Continue the article on bloatware below, picking up after its last sentence.

PAGE TEXT:
- - - - - - -

For many people, the festive season and Christmas in particular is a time to indulge and enjoy the time they spend with family friends and loved ones.
However, in recent years, office applications, computers and smartphones have seemingly been indulging in the same, leading to an increase in a type of software commonly referred to as bloatware.
Whilst it is often seen as relatively harmless, bloatware can cause a surprising level of harm to productivity, depending on the precise nature of the bloatware, causing annoying notifications, noticeable computer slowdown and other adverse effects, especially in cases where the software refuses to be uninstalled normally.
What Is Bloatware?
The concept of computer bloat is a symptom of an issue rather than a cause, but it is typically used to describe slow applications, filled with unnecessary features and are not only unwanted but create a negative user experience.
Whilst there are many types of bloatware that need to be discussed, the most common example of the concept is pre-installed software that comes with computers and smartphones that are not wanted but also cannot be easily removed.
The reason why bloatware is often pre-installed on computers is often as part of agreements between software and hardware manufacturers. The former pays for the latter to allow software to be pre-installed, which is the reason why every laptop seems to have a version of McAfee or Norton Antivirus preinstalled on it.
The other main type of bloatware is software people want to use that has ballooned in size due to the inclusion of a growing array of features that take away from the overall user experience.
This has been seen with Microsoft Office applications, which add more features with each addition, each of which uses more memory and takes up more disk space.

- - - - - - -

DATA SECTION:
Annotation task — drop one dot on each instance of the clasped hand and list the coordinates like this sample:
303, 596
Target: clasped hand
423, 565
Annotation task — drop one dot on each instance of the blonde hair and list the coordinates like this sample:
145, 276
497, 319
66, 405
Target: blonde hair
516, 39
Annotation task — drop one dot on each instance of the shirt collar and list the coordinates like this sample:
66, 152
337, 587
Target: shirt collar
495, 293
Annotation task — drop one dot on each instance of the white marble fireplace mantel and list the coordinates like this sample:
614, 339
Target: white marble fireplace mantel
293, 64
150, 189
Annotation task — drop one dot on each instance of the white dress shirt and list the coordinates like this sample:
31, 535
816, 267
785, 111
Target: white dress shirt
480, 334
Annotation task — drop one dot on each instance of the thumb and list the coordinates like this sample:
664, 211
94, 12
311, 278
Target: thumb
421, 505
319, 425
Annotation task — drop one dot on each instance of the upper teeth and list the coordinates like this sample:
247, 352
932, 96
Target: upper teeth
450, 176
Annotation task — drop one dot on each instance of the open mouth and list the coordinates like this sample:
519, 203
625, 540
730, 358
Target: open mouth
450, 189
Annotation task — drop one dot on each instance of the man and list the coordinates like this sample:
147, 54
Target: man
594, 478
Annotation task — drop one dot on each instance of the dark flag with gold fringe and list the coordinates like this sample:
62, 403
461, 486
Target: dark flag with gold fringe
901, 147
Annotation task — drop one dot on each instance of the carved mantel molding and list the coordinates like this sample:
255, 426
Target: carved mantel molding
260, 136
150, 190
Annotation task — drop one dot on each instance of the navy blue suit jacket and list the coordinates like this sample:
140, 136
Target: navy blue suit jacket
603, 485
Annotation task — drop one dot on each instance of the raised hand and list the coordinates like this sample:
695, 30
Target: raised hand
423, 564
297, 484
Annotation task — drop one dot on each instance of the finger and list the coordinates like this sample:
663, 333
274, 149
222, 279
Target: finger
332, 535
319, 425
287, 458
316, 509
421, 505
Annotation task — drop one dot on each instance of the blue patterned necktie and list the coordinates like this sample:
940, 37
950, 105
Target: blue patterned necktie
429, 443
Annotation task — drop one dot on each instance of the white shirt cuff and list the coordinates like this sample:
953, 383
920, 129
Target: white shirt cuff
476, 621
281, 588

- - - - - - -

RESPONSE TO THE EXERCISE:
Ironically, one of the worst offenders in recent years was the popular bloatware cleaning tool CCleaner after it was bought out by antivirus software developer Avast, particularly with the aggressive way it would force updates and installations of other bloatware.
Why Does It Harm Productivity?
If you have dealt with the frustration of a computer that seems to act lethargic and slow to wake up, one of the reasons for this could be a huge number of applications loading as soon as Windows boots up. This could take as much as half an hour out of your day waiting for programs to load.
As well as this, many pieces of software have frustrating notifications or advertisements that need to be removed or clicked away from, which can take some people away from the essential work they are doing.
What is more concerning, however, is that some bloatware is actively harmful to a computer system, which can make a computer more vulnerable to hackers and software viruses.
Most bloatware packages, such as dedicated OEM software installers are not updated as often as Windows is, meaning that vulnerabilities quickly patched out of a vanilla Windows installation may still exist if someone relies on these pieces of bloatware.